### PROBLEM TO WORK ON:
Only the pictures stay out; every record is to be quoted exactly.

### THE DATA:
====================

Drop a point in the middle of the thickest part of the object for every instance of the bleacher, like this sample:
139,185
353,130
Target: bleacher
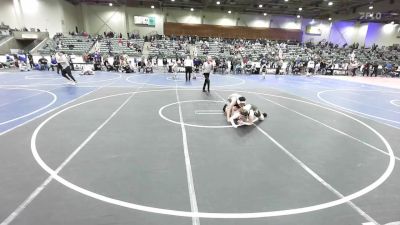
115,48
167,48
3,37
47,48
75,44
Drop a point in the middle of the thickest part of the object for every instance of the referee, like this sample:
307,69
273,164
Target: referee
207,68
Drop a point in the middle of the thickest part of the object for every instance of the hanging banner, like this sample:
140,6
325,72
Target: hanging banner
145,20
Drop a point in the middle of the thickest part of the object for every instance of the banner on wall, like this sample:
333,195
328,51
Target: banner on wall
313,30
145,20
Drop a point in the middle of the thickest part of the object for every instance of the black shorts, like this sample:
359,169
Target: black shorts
188,69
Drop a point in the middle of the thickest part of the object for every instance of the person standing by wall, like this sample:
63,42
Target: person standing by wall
188,67
207,68
64,61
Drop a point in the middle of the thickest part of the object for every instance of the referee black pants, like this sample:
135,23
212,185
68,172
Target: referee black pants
206,82
188,71
67,73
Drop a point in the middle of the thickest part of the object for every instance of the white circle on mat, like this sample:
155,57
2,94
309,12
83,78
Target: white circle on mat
35,111
160,112
172,212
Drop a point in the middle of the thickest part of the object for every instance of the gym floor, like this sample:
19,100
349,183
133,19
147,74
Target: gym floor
149,150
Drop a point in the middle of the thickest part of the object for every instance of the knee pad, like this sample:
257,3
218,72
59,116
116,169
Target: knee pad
224,108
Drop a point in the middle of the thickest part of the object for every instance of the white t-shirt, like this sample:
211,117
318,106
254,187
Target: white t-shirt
207,67
311,64
188,62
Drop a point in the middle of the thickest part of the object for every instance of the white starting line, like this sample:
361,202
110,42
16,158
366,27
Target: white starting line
208,112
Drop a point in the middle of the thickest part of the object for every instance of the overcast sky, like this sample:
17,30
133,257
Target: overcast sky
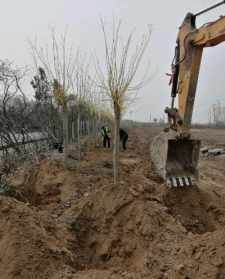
21,20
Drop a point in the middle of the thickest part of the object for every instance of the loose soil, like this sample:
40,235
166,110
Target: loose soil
77,224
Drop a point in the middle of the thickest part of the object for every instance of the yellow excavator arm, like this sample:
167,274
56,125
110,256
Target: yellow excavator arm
175,152
190,44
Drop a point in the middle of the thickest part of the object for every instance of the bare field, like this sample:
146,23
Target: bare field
76,224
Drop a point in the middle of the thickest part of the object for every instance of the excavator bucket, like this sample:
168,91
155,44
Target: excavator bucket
175,160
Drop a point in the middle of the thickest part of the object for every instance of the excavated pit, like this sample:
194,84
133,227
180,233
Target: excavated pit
77,225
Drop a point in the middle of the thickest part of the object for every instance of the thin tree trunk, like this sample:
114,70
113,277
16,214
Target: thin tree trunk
116,146
65,132
78,136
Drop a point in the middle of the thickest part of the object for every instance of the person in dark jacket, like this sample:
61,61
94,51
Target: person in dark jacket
123,138
105,132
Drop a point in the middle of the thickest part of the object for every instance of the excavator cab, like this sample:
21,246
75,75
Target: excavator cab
175,152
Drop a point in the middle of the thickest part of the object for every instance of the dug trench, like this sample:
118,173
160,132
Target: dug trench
77,224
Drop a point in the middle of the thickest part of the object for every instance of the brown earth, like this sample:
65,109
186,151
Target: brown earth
76,224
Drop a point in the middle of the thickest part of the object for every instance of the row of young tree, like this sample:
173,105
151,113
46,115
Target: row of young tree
70,93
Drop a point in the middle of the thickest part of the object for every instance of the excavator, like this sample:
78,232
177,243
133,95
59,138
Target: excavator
175,151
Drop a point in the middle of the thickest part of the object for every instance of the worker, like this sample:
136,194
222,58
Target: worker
105,132
123,138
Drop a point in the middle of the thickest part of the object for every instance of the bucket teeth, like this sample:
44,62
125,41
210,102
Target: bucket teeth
179,181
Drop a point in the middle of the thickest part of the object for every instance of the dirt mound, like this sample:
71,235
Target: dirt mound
77,225
139,235
32,245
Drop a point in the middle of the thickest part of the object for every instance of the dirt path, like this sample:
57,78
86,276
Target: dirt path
76,224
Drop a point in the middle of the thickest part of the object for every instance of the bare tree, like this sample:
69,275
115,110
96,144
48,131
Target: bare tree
117,78
83,86
59,63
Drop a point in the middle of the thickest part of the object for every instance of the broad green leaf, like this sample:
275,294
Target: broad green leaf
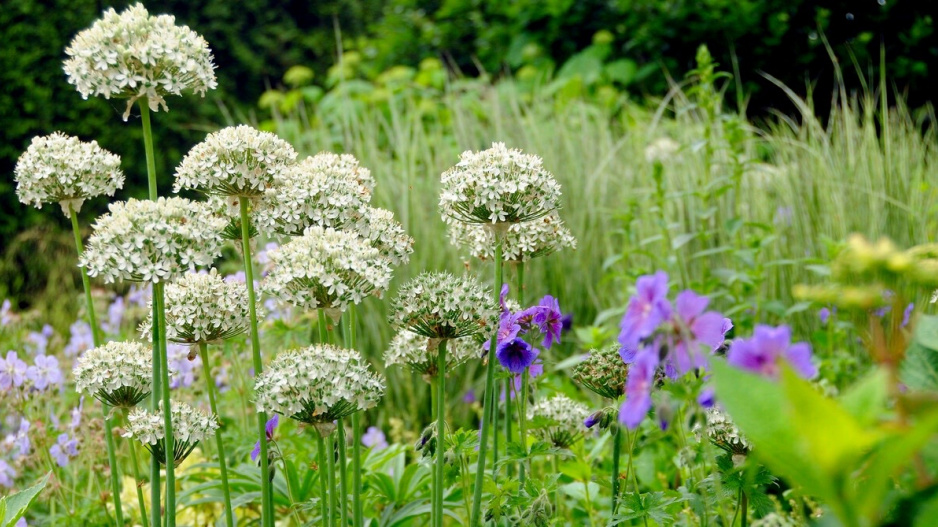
16,504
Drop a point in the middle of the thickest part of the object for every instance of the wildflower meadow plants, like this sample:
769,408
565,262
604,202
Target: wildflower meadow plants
701,402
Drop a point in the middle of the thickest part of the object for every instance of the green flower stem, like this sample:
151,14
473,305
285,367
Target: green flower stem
222,463
489,396
137,477
267,511
616,452
323,491
343,475
155,394
96,339
358,520
440,430
170,465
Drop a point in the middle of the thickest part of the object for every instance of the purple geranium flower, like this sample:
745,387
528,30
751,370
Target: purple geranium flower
646,310
45,372
763,353
374,438
64,449
515,355
269,432
12,371
549,320
638,388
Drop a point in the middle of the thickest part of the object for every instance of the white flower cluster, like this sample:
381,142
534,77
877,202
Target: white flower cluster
235,161
561,420
133,55
498,185
62,169
326,269
520,242
152,241
327,189
190,426
318,384
420,353
203,307
117,373
442,306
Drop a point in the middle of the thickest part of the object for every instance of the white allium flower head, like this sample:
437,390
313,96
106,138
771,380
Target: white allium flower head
443,306
119,374
235,161
498,185
62,169
327,189
190,425
130,55
558,420
203,307
152,241
420,353
326,269
318,384
386,234
520,242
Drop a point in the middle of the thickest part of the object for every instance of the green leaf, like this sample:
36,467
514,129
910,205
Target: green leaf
16,504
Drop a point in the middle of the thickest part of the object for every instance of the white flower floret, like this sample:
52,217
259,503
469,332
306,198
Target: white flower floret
203,307
558,420
327,190
190,426
520,242
318,384
498,185
326,269
130,55
420,353
152,241
443,306
235,161
62,169
117,373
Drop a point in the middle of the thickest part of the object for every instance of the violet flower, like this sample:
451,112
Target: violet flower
764,352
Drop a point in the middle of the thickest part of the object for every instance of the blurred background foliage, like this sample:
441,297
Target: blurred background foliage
454,62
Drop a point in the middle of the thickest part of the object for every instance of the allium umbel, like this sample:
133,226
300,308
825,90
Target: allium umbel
190,425
62,169
132,54
118,374
318,384
326,269
443,306
152,241
235,161
498,185
203,307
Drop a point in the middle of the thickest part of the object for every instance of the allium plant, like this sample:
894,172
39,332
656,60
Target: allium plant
118,374
62,169
558,420
133,55
190,426
152,241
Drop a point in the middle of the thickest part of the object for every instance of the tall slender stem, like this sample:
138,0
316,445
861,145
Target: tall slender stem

====================

### FULL SOLUTION:
Drop a point in the middle of the thickest part of the object for every instance of the bleacher, like this sample:
139,185
353,130
Target: bleacher
115,48
167,48
3,37
47,48
75,44
Drop a point in the middle of the thickest part of the object for every instance of the referee, like this sample:
307,69
273,164
Target: referee
207,68
Drop a point in the middle of the thickest part of the object for every instance of the hanging banner, like this sample:
140,6
325,72
Target: hanging banner
145,20
Drop a point in the middle of the thickest part of the object for every instance of the banner on wall, like this sample:
333,195
328,51
Target: banner on wall
313,30
145,20
Drop a point in the middle of the thickest part of the object for every instance of the black shorts, like this sample:
359,169
Target: black shorts
188,69
Drop a point in the middle of the thickest part of the object for every instance of the person standing by wall, like this sample:
63,42
Target: person standing by wall
188,67
207,68
64,61
Drop a point in the middle of the thickest part of the object for every instance of the referee black pants, like this sample:
135,23
212,185
68,172
Target: referee black pants
206,82
188,71
67,73
Drop a point in the middle of the thickest part of the object for every instance of the white circle on mat, like this sample:
155,57
2,94
309,12
83,78
Target: white circle on mat
35,111
160,112
172,212
Drop a point in the middle of the thickest part of the object for every instance of the gym floor, like this sample:
19,100
349,183
133,19
147,74
Target: gym floor
149,150
Drop a point in the middle of the thickest part of the object for every instance of the knee pad, like this sample:
257,3
218,72
59,116
116,169
Target: knee pad
224,108
Drop a point in the middle of the thickest part of the object for every instance of the white t-shirt, like this sample:
211,117
318,106
254,187
Target: white t-shirt
207,67
311,64
188,62
Drop a point in the middle of the thickest part of the object for every instance of the white starting line, like this sample:
361,202
110,42
16,158
366,27
Target: white starting line
208,112
Drop a point in the middle of the thickest part of the object for every instance of the overcast sky, like this sample:
17,30
133,257
Target: overcast sky
21,20
Drop a point in the middle of the thickest part of the object for every instance of the loose soil, like this sample:
40,235
166,110
Target: loose soil
77,224
Drop a point in the middle of the thickest part of the object for every instance of the yellow excavator arm, like this sample:
167,274
56,125
110,256
Target: yellow excavator arm
175,152
190,44
Drop a point in the middle of the thickest part of the object for every instance of the bare field, like this sample:
146,23
Target: bare field
76,224
Drop a point in the middle of the thickest part of the object for every instance of the excavator bucket, like this sample:
168,91
155,44
Target: excavator bucket
175,160
Drop a point in the middle of the thickest part of the object for every instance of the excavated pit, like this sample:
194,84
133,227
180,233
Target: excavated pit
77,225
Drop a point in the middle of the thickest part of the object for every instance of the thin tree trunk, like this sample:
114,70
113,277
16,214
Target: thin tree trunk
116,146
65,132
78,136
Drop a point in the middle of the thickest part of the object for every instance of the person in dark jacket, like this sample:
61,61
94,51
Target: person in dark jacket
123,138
105,132
Drop a point in the middle of the thickest part of the object for every instance of the excavator cab, like this sample:
21,246
75,75
Target: excavator cab
175,152
Drop a point in the middle of the thickest part of the object for every instance of the dug trench, like this sample:
118,173
160,132
Target: dug trench
77,224
Drop a point in the middle of the thickest part of the object for every instance of the brown earth, like this sample:
65,109
186,151
Target: brown earth
76,224
Drop a point in the middle of the thickest part of the object for every instance of the row of young tree, like this sample:
173,105
151,113
46,115
Target: row of young tree
70,93
Drop a point in the middle of the thickest part of the object for every instance of the excavator, like this sample:
78,232
177,243
133,95
59,138
Target: excavator
175,151
Drop a point in the middle of the thickest part of the object for every instance of the worker, like this sample:
136,194
222,58
Target: worker
105,132
123,138
Drop a point in the middle of the thickest part of the object for every instance of the bucket teeth, like this sample:
44,62
125,41
210,102
Target: bucket teeth
179,181
Drop a point in the middle of the thickest part of the object for every instance of the dirt mound, like this sample:
71,235
Target: dirt mound
77,225
139,235
32,245
Drop a point in the middle of the thickest part of the object for every instance of the dirt path, like this sample:
57,78
86,276
Target: dirt path
76,224
Drop a point in the middle of the thickest part of the object for every instance of the bare tree, like this sample:
69,275
115,110
96,144
48,131
Target: bare tree
117,78
83,86
59,63
Drop a point in the middle of the thickest part of the object for every instance of the broad green leaf, like this sample:
275,294
Target: broad green leaf
16,504
Drop a point in the middle of the thickest part of the object for every instance of the wildflower meadow plants, like this sample:
769,408
565,262
604,202
Target: wildflower meadow plants
701,402
Drop a point in the middle of the thickest part of the object for every instance of the green flower stem, like this sample:
151,14
473,305
285,367
Target: green flower stem
222,463
489,396
137,477
267,511
616,452
323,491
343,475
155,394
96,339
358,520
440,430
170,465
Drop a point in the middle of the thickest part of the object for every instance of the purple geranium flower, like this sample:
745,387
528,30
751,370
Target: purple geranium flower
646,310
45,372
763,353
374,438
64,449
515,355
269,432
12,371
549,320
638,388
Drop a point in the middle of the thickest part of the object for every instance of the white flower cluster, like this sample:
381,142
534,77
877,202
Target: white flower cluster
235,161
561,420
133,55
498,185
62,169
326,269
520,242
152,241
327,189
190,426
318,384
420,353
203,307
117,373
442,306
Drop a point in the middle of the thickest part of the object for every instance of the white allium flower head, like this sample:
437,390
313,96
106,138
771,380
Target: white allium flower head
443,306
119,374
235,161
498,185
62,169
327,189
190,425
130,55
558,420
203,307
152,241
420,353
326,269
318,384
386,234
520,242
Drop a point in the middle of the thickest part of the object for every instance of the green leaf, like this sample:
36,467
514,129
910,205
Target: green leaf
16,504
Drop a point in the middle of the thickest part of the object for every instance of the white flower floret, like this sample:
52,217
259,503
469,332
306,198
Target: white flower floret
203,307
558,420
327,190
190,426
520,242
318,384
498,185
326,269
130,55
420,353
152,241
443,306
235,161
62,169
117,373
Drop a point in the middle of the thickest part of the object for every instance of the violet flower, like this sample:
451,112
Target: violet flower
764,352
Drop a point in the middle of the thickest part of the object for every instance of the blurred background foliage, like this sample:
441,297
Target: blurred background foliage
454,62
Drop a point in the middle of the thickest part of the object for every instance of the allium umbel, like this sample:
133,226
300,308
825,90
Target: allium umbel
190,425
62,169
132,54
118,374
318,384
326,269
443,306
152,241
235,161
498,185
203,307
Drop a point in the middle of the thickest part of the object for every instance of the allium plant, like this sample:
894,172
39,332
656,60
Target: allium plant
118,374
62,169
558,420
133,55
190,426
152,241
Drop a point in the middle of the thickest part of the object for every instance of the tall slender stem, like this sample:
138,0
316,445
861,145
Target: tall slender stem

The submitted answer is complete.